EXERCISES
**A.** From the forum thread about deleted threads below, list every reason it names for deleting or hiding a thread.
**B.** Continue the forum thread about deleted threads from its last post.

PAGE EXCERPT
--*--
# Confused.



## Alxmrphi

All the time, in IE etc I see whole threads deleted, and the reasons etc "duplicate" "homework" etc..

Other times I've been participating in threads and they totally disappear.

When a whole thread is deleted, howcome sometimes it shows that it's been deleted, and other times it doesn't.

There was a thread about the Falklands that my friend Julietta started, that I can't find (just got an email response of a reply) - and I can't find it, has that been deleted?

Sometimes I think I'm going crazy lol.


----------



## Jana337

Why would you look for a thread about the Falklands in IE? It is in Culture.

The rest of your post is too vague for me to craft a meaningful reply. 

Jana


----------



## Alxmrphi

I never said I was looking for it in IE, I see deleted posts with reasons in IE...
new sentence.
"Other times I've been participating in threads" (not just IE).

Right, I got an email link and did a search for it in Culture, and it wasn't there, it was either hidden and put back or I really am going crazy.


----------



## Jana337

We can either delete threads directly in the forums with an explanation, or we can hide them from your eyes (spam, 5 identical threads, search for penpals and many other things).

Off topic: Will you ever start writing "how come" correctly?
--*--
LISTING
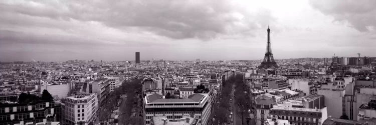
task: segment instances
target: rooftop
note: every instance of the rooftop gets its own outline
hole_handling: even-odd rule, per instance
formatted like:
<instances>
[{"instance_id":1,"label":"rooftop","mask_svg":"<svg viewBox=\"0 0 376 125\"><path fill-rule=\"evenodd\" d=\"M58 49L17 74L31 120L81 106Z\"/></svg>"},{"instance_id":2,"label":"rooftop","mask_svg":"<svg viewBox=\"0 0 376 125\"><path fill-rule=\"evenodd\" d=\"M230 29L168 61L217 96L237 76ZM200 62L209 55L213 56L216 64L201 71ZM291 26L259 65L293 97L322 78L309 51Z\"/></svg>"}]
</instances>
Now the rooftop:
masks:
<instances>
[{"instance_id":1,"label":"rooftop","mask_svg":"<svg viewBox=\"0 0 376 125\"><path fill-rule=\"evenodd\" d=\"M272 110L291 110L291 111L302 111L302 112L321 112L321 110L319 109L293 108L293 107L287 107L287 106L275 106L273 108Z\"/></svg>"},{"instance_id":2,"label":"rooftop","mask_svg":"<svg viewBox=\"0 0 376 125\"><path fill-rule=\"evenodd\" d=\"M273 104L274 103L274 100L271 98L265 95L258 96L255 100L255 101L257 104L268 105Z\"/></svg>"},{"instance_id":3,"label":"rooftop","mask_svg":"<svg viewBox=\"0 0 376 125\"><path fill-rule=\"evenodd\" d=\"M324 121L324 122L322 123L322 124L328 125L328 124L358 124L358 122L355 120L342 120L342 119L340 119L338 118L329 117L329 118L327 118L326 120Z\"/></svg>"},{"instance_id":4,"label":"rooftop","mask_svg":"<svg viewBox=\"0 0 376 125\"><path fill-rule=\"evenodd\" d=\"M147 103L201 103L207 97L206 94L195 94L188 98L163 98L163 96L153 94L146 97Z\"/></svg>"},{"instance_id":5,"label":"rooftop","mask_svg":"<svg viewBox=\"0 0 376 125\"><path fill-rule=\"evenodd\" d=\"M189 120L187 120L187 118ZM163 124L165 120L166 125L192 125L197 124L198 119L190 116L183 116L179 119L167 119L166 116L153 116L154 124Z\"/></svg>"}]
</instances>

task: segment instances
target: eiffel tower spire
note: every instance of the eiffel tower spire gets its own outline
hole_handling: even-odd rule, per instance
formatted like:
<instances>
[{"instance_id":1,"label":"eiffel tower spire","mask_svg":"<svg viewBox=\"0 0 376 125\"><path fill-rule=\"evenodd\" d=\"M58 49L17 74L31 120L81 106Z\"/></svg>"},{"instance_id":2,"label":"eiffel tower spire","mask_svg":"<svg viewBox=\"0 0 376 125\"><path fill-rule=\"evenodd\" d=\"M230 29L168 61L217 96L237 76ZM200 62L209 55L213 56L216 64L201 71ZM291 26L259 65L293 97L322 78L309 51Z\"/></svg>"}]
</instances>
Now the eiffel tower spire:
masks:
<instances>
[{"instance_id":1,"label":"eiffel tower spire","mask_svg":"<svg viewBox=\"0 0 376 125\"><path fill-rule=\"evenodd\" d=\"M266 44L266 50L265 51L265 56L264 58L264 60L261 62L259 68L278 68L277 62L274 61L274 58L273 57L272 53L272 47L270 44L270 29L268 26L268 40Z\"/></svg>"}]
</instances>

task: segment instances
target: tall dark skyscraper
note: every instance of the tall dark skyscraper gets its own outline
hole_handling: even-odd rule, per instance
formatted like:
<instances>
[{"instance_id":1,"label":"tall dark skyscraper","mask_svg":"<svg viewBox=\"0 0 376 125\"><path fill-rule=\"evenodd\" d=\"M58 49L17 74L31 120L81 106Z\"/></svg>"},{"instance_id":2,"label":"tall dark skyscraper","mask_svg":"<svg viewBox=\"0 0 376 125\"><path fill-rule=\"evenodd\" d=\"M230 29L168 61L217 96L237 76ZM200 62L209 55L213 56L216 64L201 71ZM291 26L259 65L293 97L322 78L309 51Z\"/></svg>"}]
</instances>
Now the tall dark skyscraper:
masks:
<instances>
[{"instance_id":1,"label":"tall dark skyscraper","mask_svg":"<svg viewBox=\"0 0 376 125\"><path fill-rule=\"evenodd\" d=\"M274 61L274 58L273 57L272 53L272 46L270 46L270 29L268 26L268 42L266 44L266 52L265 52L265 56L264 58L264 60L261 62L259 68L277 68L278 66L277 62Z\"/></svg>"},{"instance_id":2,"label":"tall dark skyscraper","mask_svg":"<svg viewBox=\"0 0 376 125\"><path fill-rule=\"evenodd\" d=\"M140 52L136 52L136 64L140 63Z\"/></svg>"}]
</instances>

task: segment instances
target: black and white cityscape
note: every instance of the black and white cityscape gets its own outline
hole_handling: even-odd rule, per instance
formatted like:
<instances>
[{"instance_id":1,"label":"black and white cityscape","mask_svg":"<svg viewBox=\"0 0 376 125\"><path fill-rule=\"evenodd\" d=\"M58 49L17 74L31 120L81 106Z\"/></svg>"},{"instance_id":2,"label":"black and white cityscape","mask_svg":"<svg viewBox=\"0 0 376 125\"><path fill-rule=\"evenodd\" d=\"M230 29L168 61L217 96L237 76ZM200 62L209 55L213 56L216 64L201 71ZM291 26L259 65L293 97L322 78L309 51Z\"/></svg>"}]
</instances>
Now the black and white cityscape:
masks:
<instances>
[{"instance_id":1,"label":"black and white cityscape","mask_svg":"<svg viewBox=\"0 0 376 125\"><path fill-rule=\"evenodd\" d=\"M0 1L0 125L376 124L376 0Z\"/></svg>"}]
</instances>

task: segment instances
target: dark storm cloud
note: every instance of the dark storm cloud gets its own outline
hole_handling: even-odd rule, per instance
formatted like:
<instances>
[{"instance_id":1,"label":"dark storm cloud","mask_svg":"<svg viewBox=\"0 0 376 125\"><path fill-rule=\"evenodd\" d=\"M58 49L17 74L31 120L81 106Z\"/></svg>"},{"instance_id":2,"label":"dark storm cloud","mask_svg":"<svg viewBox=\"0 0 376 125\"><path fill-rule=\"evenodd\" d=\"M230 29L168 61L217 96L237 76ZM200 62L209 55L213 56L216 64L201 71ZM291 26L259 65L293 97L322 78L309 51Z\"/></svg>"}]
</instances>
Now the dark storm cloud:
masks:
<instances>
[{"instance_id":1,"label":"dark storm cloud","mask_svg":"<svg viewBox=\"0 0 376 125\"><path fill-rule=\"evenodd\" d=\"M108 44L100 40L84 39L80 37L64 35L38 34L32 33L0 30L0 44Z\"/></svg>"},{"instance_id":2,"label":"dark storm cloud","mask_svg":"<svg viewBox=\"0 0 376 125\"><path fill-rule=\"evenodd\" d=\"M369 32L370 27L376 30L376 0L311 0L310 4L335 20L347 21L360 32Z\"/></svg>"},{"instance_id":3,"label":"dark storm cloud","mask_svg":"<svg viewBox=\"0 0 376 125\"><path fill-rule=\"evenodd\" d=\"M252 36L252 31L273 19L267 11L260 12L262 14L252 14L231 1L222 0L16 2L0 4L0 10L54 20L93 20L122 30L136 27L175 39L209 40L221 34L239 34Z\"/></svg>"}]
</instances>

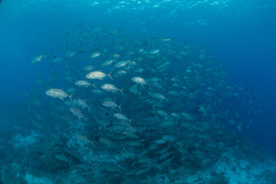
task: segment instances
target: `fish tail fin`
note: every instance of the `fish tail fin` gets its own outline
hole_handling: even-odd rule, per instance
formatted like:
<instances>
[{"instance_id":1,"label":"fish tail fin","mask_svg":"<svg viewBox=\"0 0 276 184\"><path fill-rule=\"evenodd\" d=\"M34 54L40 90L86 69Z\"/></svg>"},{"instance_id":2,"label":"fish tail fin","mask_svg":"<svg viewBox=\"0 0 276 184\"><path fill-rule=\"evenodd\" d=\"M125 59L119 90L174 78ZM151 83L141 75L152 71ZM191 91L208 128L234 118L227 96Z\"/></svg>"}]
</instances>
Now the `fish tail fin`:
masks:
<instances>
[{"instance_id":1,"label":"fish tail fin","mask_svg":"<svg viewBox=\"0 0 276 184\"><path fill-rule=\"evenodd\" d=\"M75 93L73 93L73 94L71 94L70 95L69 95L69 99L70 99L70 101L72 102L72 96L73 96L75 94Z\"/></svg>"},{"instance_id":2,"label":"fish tail fin","mask_svg":"<svg viewBox=\"0 0 276 184\"><path fill-rule=\"evenodd\" d=\"M122 111L122 110L121 110L121 105L122 105L122 104L121 104L120 105L118 106L119 109L121 111Z\"/></svg>"},{"instance_id":3,"label":"fish tail fin","mask_svg":"<svg viewBox=\"0 0 276 184\"><path fill-rule=\"evenodd\" d=\"M109 73L107 74L107 76L108 76L108 77L110 78L110 79L111 79L112 81L113 81L113 78L111 76L111 74L112 74L112 72L113 72L113 70L111 70L111 72L109 72Z\"/></svg>"},{"instance_id":4,"label":"fish tail fin","mask_svg":"<svg viewBox=\"0 0 276 184\"><path fill-rule=\"evenodd\" d=\"M124 90L124 89L125 89L125 88L121 88L121 89L120 90L120 92L121 92L121 94L123 94L123 95L124 95L123 90Z\"/></svg>"}]
</instances>

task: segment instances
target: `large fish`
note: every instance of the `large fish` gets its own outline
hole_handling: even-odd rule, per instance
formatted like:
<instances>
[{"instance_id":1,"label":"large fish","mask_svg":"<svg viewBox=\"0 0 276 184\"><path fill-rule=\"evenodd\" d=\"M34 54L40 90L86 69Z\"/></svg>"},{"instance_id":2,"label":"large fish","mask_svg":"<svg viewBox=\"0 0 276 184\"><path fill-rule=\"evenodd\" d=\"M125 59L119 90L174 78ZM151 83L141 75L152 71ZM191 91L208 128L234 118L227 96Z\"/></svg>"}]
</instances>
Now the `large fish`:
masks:
<instances>
[{"instance_id":1,"label":"large fish","mask_svg":"<svg viewBox=\"0 0 276 184\"><path fill-rule=\"evenodd\" d=\"M45 92L45 94L51 97L58 98L61 100L63 100L63 99L66 97L69 97L71 101L72 101L72 96L73 95L73 94L68 95L67 93L66 93L61 89L50 89L48 90Z\"/></svg>"}]
</instances>

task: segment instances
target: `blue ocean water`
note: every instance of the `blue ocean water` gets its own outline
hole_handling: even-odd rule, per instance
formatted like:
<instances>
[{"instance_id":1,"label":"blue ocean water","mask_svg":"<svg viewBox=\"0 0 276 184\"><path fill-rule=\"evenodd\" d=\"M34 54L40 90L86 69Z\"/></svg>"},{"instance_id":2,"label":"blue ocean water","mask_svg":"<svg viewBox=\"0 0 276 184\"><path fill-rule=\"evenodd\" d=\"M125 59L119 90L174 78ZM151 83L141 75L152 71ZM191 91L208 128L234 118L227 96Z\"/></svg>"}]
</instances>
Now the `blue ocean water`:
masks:
<instances>
[{"instance_id":1,"label":"blue ocean water","mask_svg":"<svg viewBox=\"0 0 276 184\"><path fill-rule=\"evenodd\" d=\"M1 63L0 77L2 79L0 90L1 96L0 102L2 104L0 109L2 124L0 135L1 144L0 151L2 158L0 159L1 165L0 182L3 183L129 183L130 182L274 183L273 182L276 181L273 170L275 169L273 158L276 155L275 6L275 1L272 0L262 1L33 0L28 2L19 0L12 2L2 0L0 2ZM101 28L100 33L95 31L97 28ZM115 35L114 37L108 34L114 30L119 32L119 36L117 36L118 35L117 33L114 34ZM80 35L84 40L90 38L83 36L83 34L85 33L90 35L92 39L90 40L88 43L77 44L78 42L76 40L78 37L81 37ZM97 36L97 34L99 36ZM104 36L105 34L108 35L106 37ZM66 35L69 36L66 37ZM165 45L168 48L161 45L163 43L160 42L160 38L165 37L171 39ZM52 38L55 38L55 42L52 41ZM81 41L79 43L83 43ZM189 45L187 50L189 52L190 50L193 56L183 60L179 59L177 57L179 54L177 53L183 49L181 47L185 45L183 43L186 42L189 44L187 45ZM118 48L120 47L118 45L121 44L120 43L122 43L121 50ZM89 47L92 47L91 49ZM187 48L187 47L184 48ZM72 61L66 59L66 54L68 53L68 48L75 49L74 51L77 52L77 56L79 57L72 59ZM96 48L98 50L96 50ZM144 54L143 57L139 56L137 52L139 48L144 48L148 53ZM152 54L150 55L148 52L154 49L160 49L161 56L157 55L158 59L148 63L148 61L152 59L151 57ZM85 51L84 54L79 54L82 50ZM128 57L128 55L131 56L128 52L132 50L136 52L132 54L133 57ZM129 74L129 80L126 80L126 77L116 81L115 72L117 69L114 65L102 68L100 65L101 62L108 59L108 57L105 59L96 58L95 60L88 59L87 56L96 51L100 52L101 55L108 56L115 54L115 51L121 52L119 54L121 59L115 59L115 63L130 59L137 62L138 66L133 66L132 69L123 68ZM221 88L216 87L217 91L213 96L207 95L208 93L206 88L211 83L196 81L198 76L206 74L206 72L197 72L197 69L194 68L194 66L188 69L185 68L186 67L185 62L187 62L188 65L193 62L197 63L199 55L203 53L210 56L207 57L207 60L214 62L210 64L210 68L219 70L218 72L219 74L216 75L216 73L213 72L213 76L217 79L221 77L221 79L219 79L221 81L215 82L223 85L218 85L221 86ZM32 63L32 59L39 54L43 55L42 61L37 63ZM162 56L164 57L161 57ZM51 64L52 61L58 57L61 58L61 63ZM143 57L143 61L137 61L138 57ZM151 73L150 74L146 72L139 73L133 68L142 68L144 70L150 68L157 69L161 65L157 60L168 61L171 68L164 70L165 72L161 69L161 70L157 70L155 73L155 76L161 78L162 80L164 77L164 83L160 82L163 87L162 90L155 89L155 90L152 85L154 82L150 80L152 76L150 75ZM189 62L182 62L184 60ZM202 63L200 63L203 65L208 63L207 60L205 62L201 61ZM94 87L88 88L87 92L89 92L89 94L82 89L79 90L79 88L76 88L74 85L75 81L85 79L85 74L81 71L86 64L91 64L95 70L97 69L96 70L101 70L104 73L108 73L112 70L111 76L115 78L114 81L105 79L104 82L112 83L116 86L123 85L121 88L125 88L124 94L116 92L115 94L119 96L117 97L113 92L109 92L107 93L107 96L105 93L103 96L90 96L90 92ZM221 65L221 68L218 67ZM206 65L204 66L204 68L205 67ZM177 81L182 81L183 77L186 76L185 71L189 69L192 72L198 72L197 75L195 74L189 79L190 80L189 83L195 88L193 92L195 92L198 89L199 93L207 94L206 96L202 97L204 99L199 97L193 99L190 91L191 95L188 98L184 98L179 94L170 99L168 92L173 83L168 82L169 81L165 79L175 77ZM70 73L67 76L72 77L73 81L71 79L64 79L66 72ZM141 90L142 96L135 99L130 96L128 88L133 85L130 83L131 77L137 75L146 79L150 88L148 88L146 85L140 89L139 88L140 86L137 84L138 90ZM208 74L206 76L207 79L213 79L210 76L209 79L208 76ZM102 83L100 82L96 82L95 89L101 89ZM91 81L91 83L94 84L94 82ZM186 83L181 85L185 86ZM231 86L233 89L237 90L229 92L224 90L222 86L224 85ZM84 99L89 102L88 105L91 105L92 112L88 112L88 110L83 110L84 116L87 117L88 120L81 119L81 121L79 121L77 116L69 110L69 108L63 104L63 101L45 94L46 91L50 88L59 88L66 91L72 86L77 89L72 99ZM177 92L180 93L182 89ZM164 93L168 99L168 101L161 103L161 105L165 105L162 110L168 114L175 112L180 114L182 112L187 112L193 117L193 121L191 121L193 124L204 121L213 123L212 121L215 119L216 123L219 125L219 129L227 132L223 135L219 134L222 137L222 141L219 141L219 139L215 139L215 141L212 141L219 145L204 148L204 151L199 149L198 152L193 152L191 150L197 148L191 148L192 146L189 146L189 144L193 145L199 144L199 143L202 143L200 141L197 142L197 139L199 139L197 137L190 140L187 139L188 143L181 147L184 152L179 151L180 148L177 148L178 150L175 148L177 146L170 143L170 141L166 141L166 143L161 144L161 145L156 148L155 152L149 152L148 150L150 149L150 145L155 143L154 140L159 140L159 139L164 135L175 134L175 139L181 142L181 139L184 139L180 136L182 130L181 128L179 131L177 130L179 127L185 127L181 122L188 121L185 119L185 116L182 116L180 119L176 118L177 119L176 120L172 118L172 120L173 116L169 115L170 118L166 116L168 118L165 117L163 119L162 117L159 117L162 115L158 114L159 108L148 110L153 112L152 114L146 116L143 114L143 116L140 116L141 115L139 114L139 111L142 112L143 108L135 109L132 107L139 107L139 105L143 107L148 101L150 104L157 103L157 107L161 105L158 99L150 96L153 92ZM237 98L233 98L231 95L235 96L236 92L239 92L239 94ZM148 96L147 94L149 94ZM229 97L230 96L231 97ZM112 99L118 98L116 101L118 105L123 101L122 112L118 109L107 112L103 111L101 104L97 103L97 100L104 100L109 97ZM201 101L205 102L205 100L210 104L209 106L206 105L207 103L201 103ZM68 99L65 101L70 101ZM186 101L189 101L190 104L187 104L187 109L185 109L184 104L185 105ZM188 108L190 105L193 108ZM75 105L70 105L75 107ZM202 112L200 111L201 105L204 105L206 109L212 109L210 107L213 107L212 112L202 117L202 114L200 114ZM136 114L133 111L137 111ZM199 112L196 112L197 111ZM219 114L221 111L228 111L224 113L227 116L222 112ZM95 119L95 116L97 118L100 116L105 122L109 122L110 119L115 121L113 116L101 117L104 115L103 112L110 114L122 113L129 119L133 119L130 123L138 130L137 132L131 132L135 134L135 138L130 134L126 136L126 139L122 138L121 135L112 134L114 133L112 132L112 125L108 124L108 127L104 128L101 127L102 125L99 125L99 123L97 124L98 125L94 126L95 122L98 119ZM215 116L212 114L217 114L217 118L214 118ZM155 121L155 119L151 119L151 116L159 121L158 123L167 121L173 123L168 127L164 125L165 128L163 126L160 128L157 127L156 130L148 123L143 125L139 123L139 121L142 119L147 123ZM59 116L59 119L56 119L55 117L57 116ZM69 123L63 122L66 117L70 119ZM235 120L235 125L229 125L227 122L233 119ZM75 123L72 122L78 122L79 124L74 124ZM129 122L127 121L127 123ZM154 125L154 123L152 123ZM241 125L240 130L238 127L239 125ZM88 127L86 129L86 126ZM218 128L217 125L215 127ZM215 130L214 132L218 132L215 128L214 127ZM155 130L156 132L155 132L155 134L151 132L148 132L147 129ZM167 130L165 130L166 129ZM186 127L184 128L184 130L188 128ZM63 132L62 130L66 131ZM189 134L198 134L195 130L197 129L195 128L194 132L193 130L190 130ZM124 132L126 134L126 132ZM183 132L183 134L187 133ZM81 138L82 140L88 139L89 141L93 142L94 145L83 143L84 145L69 146L68 144L71 143L70 141L75 140L74 134L77 133L85 134L85 138ZM201 135L201 137L204 136L212 137L212 134L205 135L202 132L199 135ZM55 141L55 144L49 143L48 145L46 145L46 143L50 142L47 139L49 137L56 137L59 141ZM101 138L103 137L108 137L108 140L115 143L117 147L106 148L105 145L101 145L100 140L102 140ZM47 141L43 141L46 139ZM130 143L139 142L143 145L143 148L139 146L128 148L120 142L121 139ZM148 141L148 140L151 141ZM229 143L232 143L234 145ZM57 148L58 146L56 145L59 145L59 148ZM168 164L164 163L163 159L157 154L157 151L166 149L164 145L170 146L167 151L164 151L169 155L164 156L168 156L171 160ZM88 153L77 152L72 147L79 149L78 146L85 147L83 152ZM216 147L219 146L221 147L218 149L219 153L214 152ZM88 151L86 147L91 150ZM221 163L218 155L224 155L224 153L227 152L227 149L232 147L233 150L235 150L232 153L236 157L231 157L232 156L229 154L228 159L239 163L232 166L237 167L236 172L242 173L241 174L242 176L237 174L235 170L226 169L228 167L226 164L221 164L223 165L221 167L217 166ZM241 151L239 147L246 148ZM175 148L181 154L175 151ZM51 149L56 151L54 153L46 151ZM30 152L22 151L28 150L32 151ZM97 153L96 150L101 152ZM149 152L147 156L144 156L147 155L146 154L144 155L141 154L143 150ZM116 153L114 155L112 154L113 152ZM34 154L32 154L32 152ZM184 152L188 154L186 154ZM117 155L121 155L121 153L129 153L129 154L125 157L120 156L125 159L121 161L117 158L119 156ZM130 153L139 156L130 155ZM195 159L190 158L204 154L211 155L210 157L213 155L218 156L208 162L212 166L202 163L204 163L204 161L210 159L207 156L197 158L201 161L202 165L196 162ZM97 154L101 159L97 157L98 159L93 159L92 161L86 159L88 155L92 156ZM183 159L184 155L188 155L190 159ZM48 158L47 156L50 156L50 159L47 160L45 159ZM61 158L61 156L65 156L66 159ZM150 161L141 161L142 159L146 159L146 157L149 158ZM179 159L180 157L182 159ZM103 158L106 160L102 161ZM248 160L244 158L248 158ZM95 159L97 161L95 161ZM110 161L110 160L112 161ZM57 161L61 161L59 163ZM183 163L183 161L185 161L186 164ZM190 162L192 163L187 164L190 161L193 161ZM146 168L150 167L144 162L148 162L148 165L159 166L148 170ZM259 167L255 167L255 164L259 165ZM112 168L106 169L106 165L115 165L119 169L115 166L112 167L116 168L110 166ZM198 166L199 165L200 167ZM53 165L52 168L48 170L48 167L50 167L49 165ZM90 171L91 167L94 168L93 172ZM166 170L162 167L168 169ZM129 175L126 171L129 171ZM72 178L72 176L70 178L69 174L74 175L75 178ZM90 176L88 176L89 175ZM183 178L186 178L186 180ZM79 181L76 178L79 178Z\"/></svg>"}]
</instances>

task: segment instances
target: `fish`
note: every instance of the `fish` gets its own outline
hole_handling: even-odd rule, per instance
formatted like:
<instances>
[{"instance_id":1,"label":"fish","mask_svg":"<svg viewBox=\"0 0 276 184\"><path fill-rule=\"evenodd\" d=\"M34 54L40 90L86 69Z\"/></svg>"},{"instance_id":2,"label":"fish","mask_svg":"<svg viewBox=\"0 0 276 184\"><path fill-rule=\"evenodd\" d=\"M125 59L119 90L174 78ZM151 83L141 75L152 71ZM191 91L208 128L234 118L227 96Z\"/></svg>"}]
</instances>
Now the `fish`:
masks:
--*--
RESULTS OF THE TASKS
**A.**
duplicate
homework
spam
5 identical threads
search for penpals

**B.**
Jana


----------



## cuchuflete

Hello Alex,
The topic you ask about has been beat to death here in many threads.

Threads may be closed/locked.   
Threads may be deleted, generally with, and sometimes without, a note telling why.
Threads may be removed from view entirely.

The reasons vary with the details of the thread in question.  Any generality we could state, or example we could give, would evoke yet another rehash of old arguments.  Deleted and removed threads all have something in common.  In the judgment of the moderators, they are beyond the scope of the forum and/or violate its guidelines or rules.  

That's vague enough to be troublesome, so I'll give you a specific example of a common case of thread removal.  A moderator sees a thread that is apt to be problemmatical, for any number of reasons.  That mod moves the thread to a "holding area", and seeks the advice of other mods: should it be left to run its course?  Should it be closed?  Should it be permanently deleted? Should it be restored, with a cautionary note from a moderator?
While these discussions are taking place, the thread is invisible.  Sometimes the discussions are lengthy, and sometimes they are interrupted by the need to deal with a commercial spammer.  It can happen, and doubtless has happened, that a problem thread under discussion just sits in the "holding bin", rather than being deleted and restored to view as a deleted thread, with a comment about the reason for deletion.  Life is short, and tiddying up deleted threads is not always in the top 80% of the priority list.


----------



## Alxmrphi

Ahh so did that happen to the thread I am refering to, was moving to "holding" and then put back?


----------



## elroy

Yes.  I just checked the "thread log" and can confirm that that is indeed what happened.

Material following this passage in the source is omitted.